Top of DATA RECORDS

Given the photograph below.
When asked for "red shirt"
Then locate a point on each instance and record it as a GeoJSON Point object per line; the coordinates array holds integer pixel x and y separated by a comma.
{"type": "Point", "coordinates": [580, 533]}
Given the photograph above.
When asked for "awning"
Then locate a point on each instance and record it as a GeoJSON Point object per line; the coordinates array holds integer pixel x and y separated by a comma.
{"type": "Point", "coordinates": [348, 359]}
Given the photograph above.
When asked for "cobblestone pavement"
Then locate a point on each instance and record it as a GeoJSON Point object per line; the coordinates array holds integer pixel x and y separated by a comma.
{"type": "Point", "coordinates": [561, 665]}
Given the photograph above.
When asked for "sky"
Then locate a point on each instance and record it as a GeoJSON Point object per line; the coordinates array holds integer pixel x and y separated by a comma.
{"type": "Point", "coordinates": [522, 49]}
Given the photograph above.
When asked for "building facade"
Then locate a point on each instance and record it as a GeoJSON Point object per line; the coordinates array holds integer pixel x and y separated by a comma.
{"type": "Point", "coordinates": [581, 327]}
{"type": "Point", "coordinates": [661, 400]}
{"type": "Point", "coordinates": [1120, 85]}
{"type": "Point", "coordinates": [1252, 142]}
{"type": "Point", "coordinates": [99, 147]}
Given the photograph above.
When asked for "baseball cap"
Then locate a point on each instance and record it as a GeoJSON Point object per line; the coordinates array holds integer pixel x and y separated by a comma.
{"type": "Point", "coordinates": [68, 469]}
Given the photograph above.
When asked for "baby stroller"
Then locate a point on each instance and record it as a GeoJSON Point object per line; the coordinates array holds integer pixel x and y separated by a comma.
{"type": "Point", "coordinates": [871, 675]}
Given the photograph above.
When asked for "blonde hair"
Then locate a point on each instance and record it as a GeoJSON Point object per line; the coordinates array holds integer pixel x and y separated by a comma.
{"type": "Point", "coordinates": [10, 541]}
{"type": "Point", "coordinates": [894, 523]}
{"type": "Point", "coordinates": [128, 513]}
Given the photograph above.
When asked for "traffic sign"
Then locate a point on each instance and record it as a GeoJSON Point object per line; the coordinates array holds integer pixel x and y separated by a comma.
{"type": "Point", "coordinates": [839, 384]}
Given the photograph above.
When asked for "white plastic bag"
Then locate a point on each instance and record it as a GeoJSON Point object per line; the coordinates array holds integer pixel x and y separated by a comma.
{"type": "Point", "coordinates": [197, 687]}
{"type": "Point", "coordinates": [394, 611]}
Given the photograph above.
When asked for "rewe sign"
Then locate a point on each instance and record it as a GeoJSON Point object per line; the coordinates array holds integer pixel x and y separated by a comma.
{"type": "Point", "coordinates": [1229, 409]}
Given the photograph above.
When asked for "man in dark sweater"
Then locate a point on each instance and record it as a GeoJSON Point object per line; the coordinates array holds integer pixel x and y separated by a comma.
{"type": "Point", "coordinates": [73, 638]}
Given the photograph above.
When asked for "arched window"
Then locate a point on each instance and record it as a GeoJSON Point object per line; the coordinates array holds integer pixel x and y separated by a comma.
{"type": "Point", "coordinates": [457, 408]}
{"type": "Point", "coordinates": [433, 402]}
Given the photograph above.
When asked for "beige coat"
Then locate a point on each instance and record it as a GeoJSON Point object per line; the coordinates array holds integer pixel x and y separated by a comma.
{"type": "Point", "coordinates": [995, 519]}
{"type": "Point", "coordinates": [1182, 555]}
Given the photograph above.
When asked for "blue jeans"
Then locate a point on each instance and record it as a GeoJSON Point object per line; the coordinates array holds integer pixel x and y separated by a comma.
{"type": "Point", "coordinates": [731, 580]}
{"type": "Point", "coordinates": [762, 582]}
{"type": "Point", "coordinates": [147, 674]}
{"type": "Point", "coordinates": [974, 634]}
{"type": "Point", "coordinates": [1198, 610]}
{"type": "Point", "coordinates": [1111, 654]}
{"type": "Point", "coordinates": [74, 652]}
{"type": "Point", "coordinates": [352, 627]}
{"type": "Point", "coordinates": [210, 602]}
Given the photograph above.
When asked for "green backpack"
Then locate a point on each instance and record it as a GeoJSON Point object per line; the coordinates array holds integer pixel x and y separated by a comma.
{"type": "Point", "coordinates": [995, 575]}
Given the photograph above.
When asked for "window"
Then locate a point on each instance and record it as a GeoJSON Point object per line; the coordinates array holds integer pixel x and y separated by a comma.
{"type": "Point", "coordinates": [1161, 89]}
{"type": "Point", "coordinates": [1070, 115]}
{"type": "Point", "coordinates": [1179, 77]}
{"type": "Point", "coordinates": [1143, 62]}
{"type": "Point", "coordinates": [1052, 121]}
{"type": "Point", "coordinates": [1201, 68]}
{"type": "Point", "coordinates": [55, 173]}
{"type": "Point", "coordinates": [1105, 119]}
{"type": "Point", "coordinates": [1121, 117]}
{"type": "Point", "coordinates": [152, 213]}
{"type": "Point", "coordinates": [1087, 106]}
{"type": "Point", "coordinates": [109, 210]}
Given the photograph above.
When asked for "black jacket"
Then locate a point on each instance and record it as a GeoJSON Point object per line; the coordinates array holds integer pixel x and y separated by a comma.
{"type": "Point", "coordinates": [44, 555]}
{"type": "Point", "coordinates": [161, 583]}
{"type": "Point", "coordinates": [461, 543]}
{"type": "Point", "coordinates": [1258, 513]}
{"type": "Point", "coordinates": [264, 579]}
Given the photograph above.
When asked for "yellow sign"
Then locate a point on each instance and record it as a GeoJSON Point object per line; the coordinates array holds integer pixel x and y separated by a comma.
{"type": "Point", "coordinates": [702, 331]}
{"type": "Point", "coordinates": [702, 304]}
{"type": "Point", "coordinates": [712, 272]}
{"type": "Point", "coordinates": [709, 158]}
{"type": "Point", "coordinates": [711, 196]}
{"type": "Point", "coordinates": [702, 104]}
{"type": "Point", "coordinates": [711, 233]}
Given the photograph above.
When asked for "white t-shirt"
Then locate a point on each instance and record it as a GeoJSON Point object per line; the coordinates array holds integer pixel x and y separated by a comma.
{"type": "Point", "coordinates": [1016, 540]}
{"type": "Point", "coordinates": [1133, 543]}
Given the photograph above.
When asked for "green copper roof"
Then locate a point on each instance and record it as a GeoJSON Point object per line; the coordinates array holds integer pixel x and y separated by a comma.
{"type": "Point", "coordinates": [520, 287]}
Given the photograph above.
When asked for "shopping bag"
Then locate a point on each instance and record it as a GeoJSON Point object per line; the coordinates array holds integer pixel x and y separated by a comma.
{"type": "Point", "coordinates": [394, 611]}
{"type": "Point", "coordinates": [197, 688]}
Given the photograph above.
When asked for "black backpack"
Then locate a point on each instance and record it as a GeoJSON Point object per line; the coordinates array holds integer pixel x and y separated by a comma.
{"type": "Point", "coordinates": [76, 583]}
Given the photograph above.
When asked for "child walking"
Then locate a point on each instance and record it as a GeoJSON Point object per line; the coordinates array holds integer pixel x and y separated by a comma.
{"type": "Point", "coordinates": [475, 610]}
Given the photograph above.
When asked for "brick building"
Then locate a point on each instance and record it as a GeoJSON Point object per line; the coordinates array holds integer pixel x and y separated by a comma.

Bottom of DATA RECORDS

→ **DIRECTIONS**
Sift through the material above and copy each line that holds "black".

→ **TASK RESPONSE**
When asked for "black jacket"
When asked for "black backpack"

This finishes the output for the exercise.